■ Entries provided:
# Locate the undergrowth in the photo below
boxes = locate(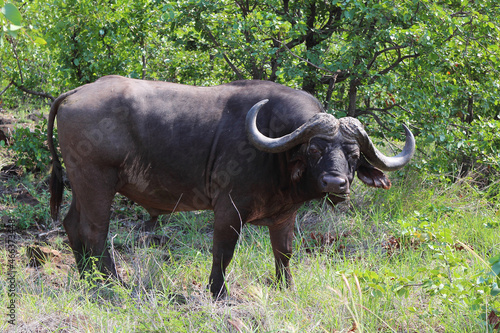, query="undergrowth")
[0,173,500,332]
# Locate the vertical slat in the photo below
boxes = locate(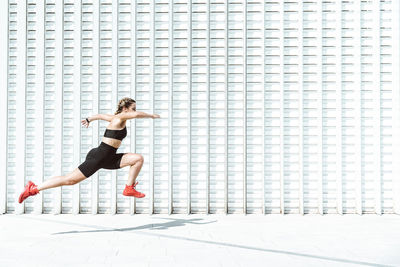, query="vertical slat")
[168,1,174,214]
[315,2,324,214]
[261,0,266,214]
[0,1,9,214]
[298,1,304,215]
[279,2,285,214]
[335,1,343,214]
[34,1,45,214]
[90,1,100,214]
[111,1,119,214]
[224,1,229,214]
[53,1,64,214]
[372,1,382,214]
[187,0,192,214]
[130,0,136,214]
[206,1,211,214]
[392,0,400,214]
[15,0,26,214]
[72,0,82,214]
[242,0,247,214]
[149,1,155,214]
[353,1,362,215]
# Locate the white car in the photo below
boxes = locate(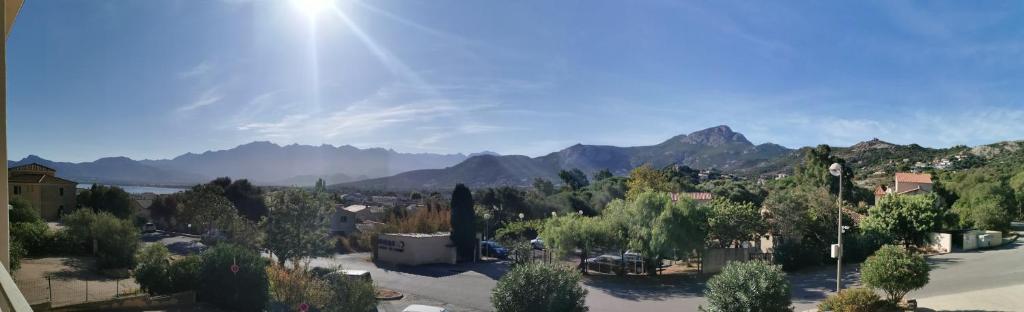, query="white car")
[401,305,447,312]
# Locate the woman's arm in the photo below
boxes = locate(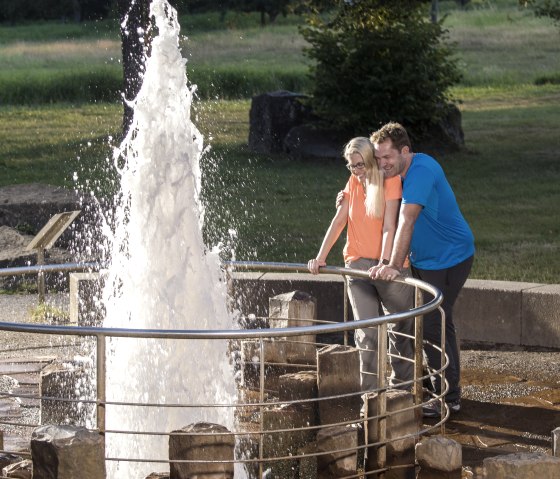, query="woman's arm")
[307,195,350,274]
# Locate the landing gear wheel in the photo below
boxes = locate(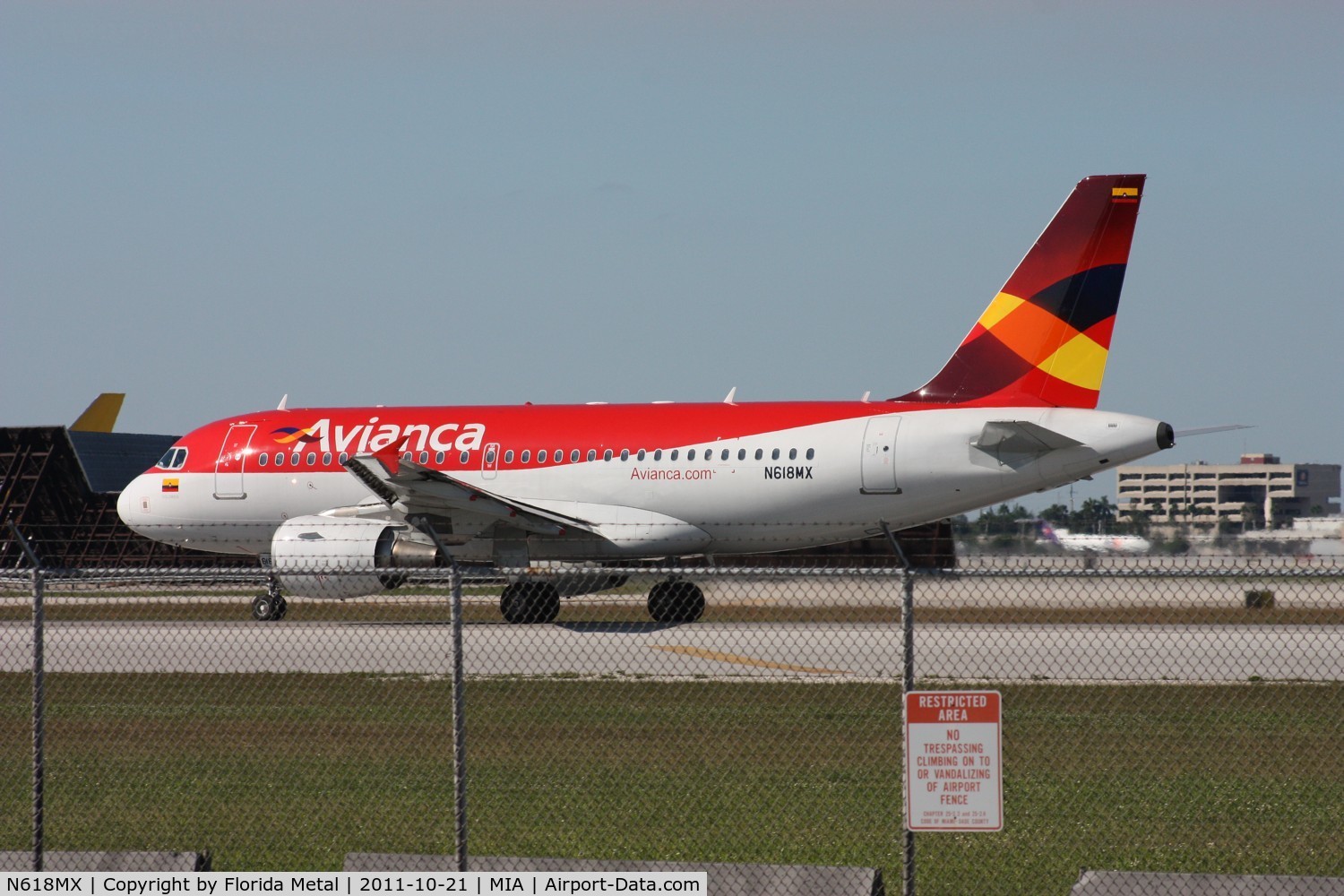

■ Prompt: Reproduce the records above word for word, starting with the line that contains "# Locate the landing" and continuing through the end of the records, with both ends included. Leave the pictures out of your answer.

■ Solution for this task:
# Locate the landing gear wheel in the photo below
boxes = locate(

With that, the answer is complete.